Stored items
· · · · ·
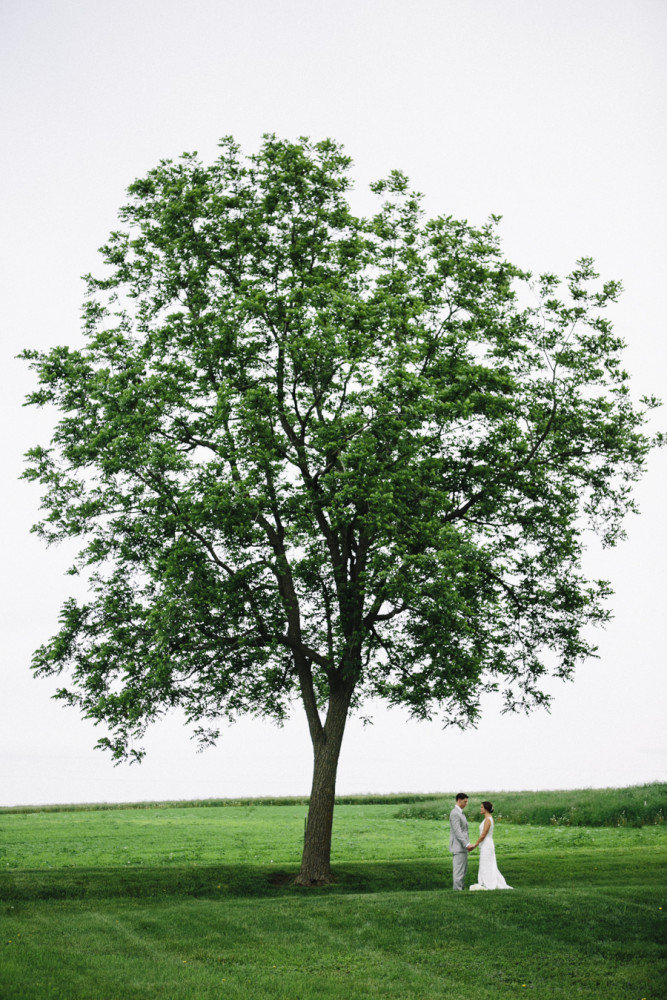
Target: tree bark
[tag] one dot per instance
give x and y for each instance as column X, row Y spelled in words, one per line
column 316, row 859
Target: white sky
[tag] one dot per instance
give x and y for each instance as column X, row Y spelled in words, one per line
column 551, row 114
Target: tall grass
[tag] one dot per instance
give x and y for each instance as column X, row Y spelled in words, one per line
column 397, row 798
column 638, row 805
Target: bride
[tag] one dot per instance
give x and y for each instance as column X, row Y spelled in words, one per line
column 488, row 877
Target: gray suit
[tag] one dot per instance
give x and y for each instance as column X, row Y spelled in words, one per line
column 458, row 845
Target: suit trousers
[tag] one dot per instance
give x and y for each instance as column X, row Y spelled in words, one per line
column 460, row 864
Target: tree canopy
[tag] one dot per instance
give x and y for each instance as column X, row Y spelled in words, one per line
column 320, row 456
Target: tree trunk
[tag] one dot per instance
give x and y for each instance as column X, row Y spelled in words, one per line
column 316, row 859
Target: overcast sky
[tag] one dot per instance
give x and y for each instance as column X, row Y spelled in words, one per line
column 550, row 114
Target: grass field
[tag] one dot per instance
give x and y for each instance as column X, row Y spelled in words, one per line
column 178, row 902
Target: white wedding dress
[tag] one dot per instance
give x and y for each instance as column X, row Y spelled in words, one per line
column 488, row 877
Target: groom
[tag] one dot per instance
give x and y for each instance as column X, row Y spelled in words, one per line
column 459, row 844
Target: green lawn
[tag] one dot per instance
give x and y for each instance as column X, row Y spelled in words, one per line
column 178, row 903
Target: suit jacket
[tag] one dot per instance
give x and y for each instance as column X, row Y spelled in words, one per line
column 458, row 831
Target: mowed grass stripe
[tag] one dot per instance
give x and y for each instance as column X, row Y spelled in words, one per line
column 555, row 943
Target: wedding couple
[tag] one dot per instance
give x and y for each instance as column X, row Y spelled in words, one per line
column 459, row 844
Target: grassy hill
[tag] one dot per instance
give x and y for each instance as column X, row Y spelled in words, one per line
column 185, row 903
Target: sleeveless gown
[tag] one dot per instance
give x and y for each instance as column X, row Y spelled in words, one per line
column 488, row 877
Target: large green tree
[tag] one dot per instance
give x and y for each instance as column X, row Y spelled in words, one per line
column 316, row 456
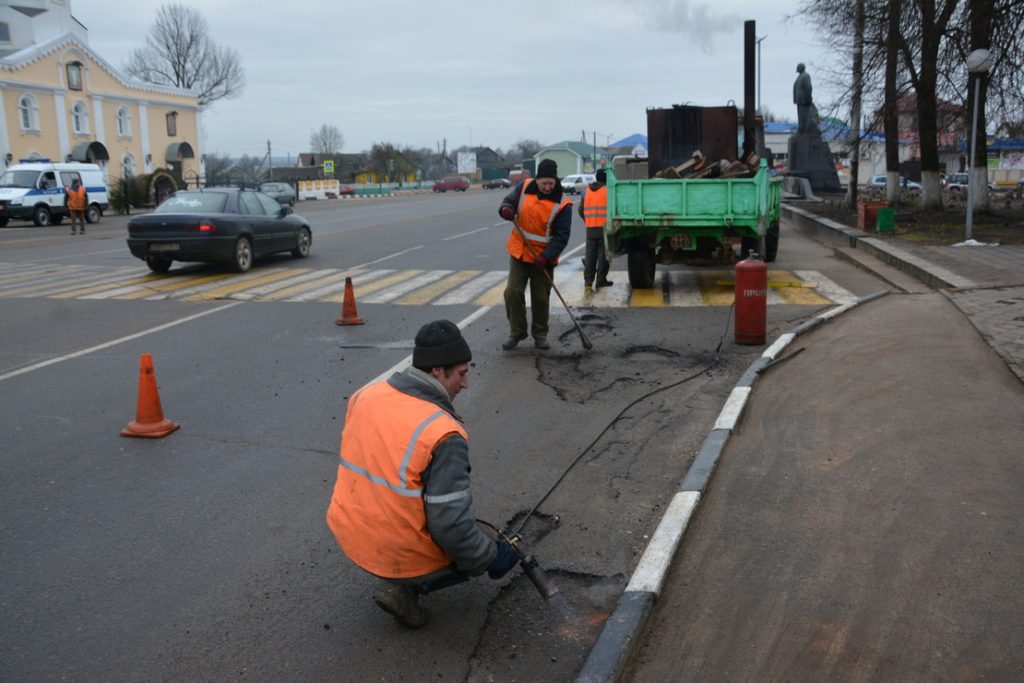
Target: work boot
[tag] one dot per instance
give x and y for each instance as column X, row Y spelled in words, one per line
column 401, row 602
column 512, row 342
· · · · ·
# INSTRUCTIONS FOR THE TASK
Present the material above as a numbered list with blank lines dropped. Leave the pictures out of the answer.

# RESULT FOR THIS EXERCISE
1. Target: tree bark
2. [tag] one dot per instance
3. give x and y for each instance as column X, row Y spelled in words, one per line
4. column 316, row 859
5. Target: white sky
6. [tag] one dot per instance
7. give x and y for each instance as column X, row Y spelled in words, one per line
8. column 551, row 114
9. Target: tall grass
10. [tag] one dot per instance
11. give x and y for each instance as column X, row Y spelled in words, one per line
12. column 397, row 798
13. column 638, row 805
14. Target: bride
15. [tag] one dot per instance
16. give x and y for each instance as column X, row Y spelled in words, one per line
17. column 488, row 877
18. Target: gray suit
19. [tag] one dot per instance
20. give x and y for each instance as column X, row Y spelled in words, one per line
21. column 458, row 845
22. Target: suit trousers
23. [tag] one dot per instance
24. give x and y for each instance as column X, row Y spelled in words, one per line
25. column 460, row 864
26. Target: tree canopy
27. [tag] one dot per instance
28. give x and y for each instance as column X, row Y spelled in words, one per line
29. column 320, row 456
30. Target: tree trunk
31. [tag] one dot per instance
32. give x and y for each instance as column X, row Y spelled in words, one per line
33. column 316, row 859
34. Target: overcast sky
35. [tag] one dot per instance
36. give x and y for each instance as column X, row Y spelled in words, one per line
37. column 550, row 114
38. Target: grass field
39. [tag] one dot per instance
40. give x and y for each instance as column X, row Y spelled in words, one per line
41. column 178, row 902
42. Target: white wedding dress
43. [tag] one dot per instance
44. give x and y for each instance as column X, row Y spelled in words, one per line
45. column 488, row 877
46. Target: groom
47. [tag] one dot per instance
48. give x and y for each instance as column X, row Y spelled in words, one per line
49. column 459, row 844
50. Target: green lawn
51. [tag] one dot per instance
52. give x and y for each instance as column X, row Y spelled in words, one per line
53. column 178, row 903
54. Target: suit jacket
55. [tag] one dot per instance
56. give x and y for each instance as column X, row Y spelled in words, one per line
57. column 458, row 831
58. Target: mowed grass stripe
59. [tag] one dot per instance
60. give x and y for each instance as column X, row Y spelled in words, one per line
61. column 555, row 943
62. Target: wedding couple
63. [tag] one dot per instance
64. give x and y for each instance as column X, row Y spelled in words, one per line
65. column 459, row 844
66. Target: grassy hill
67. [tag] one dot per instance
68. give x and y for each instance as column X, row Y spelled in words, one per line
69. column 185, row 903
70. Target: sleeveless gown
71. [tag] one dot per instance
72. give x and y for each instance as column X, row Y spelled in words, one per line
73. column 488, row 877
74. Target: large green tree
75. [tag] one dot per instance
76. give x and y for each instance as column X, row Y spelled in words, one per line
77. column 316, row 456
78. Target: work boot
79. [tag] one dot per instance
80. give x and y for each instance as column X, row Y spelled in words, one per line
81. column 401, row 602
82. column 512, row 342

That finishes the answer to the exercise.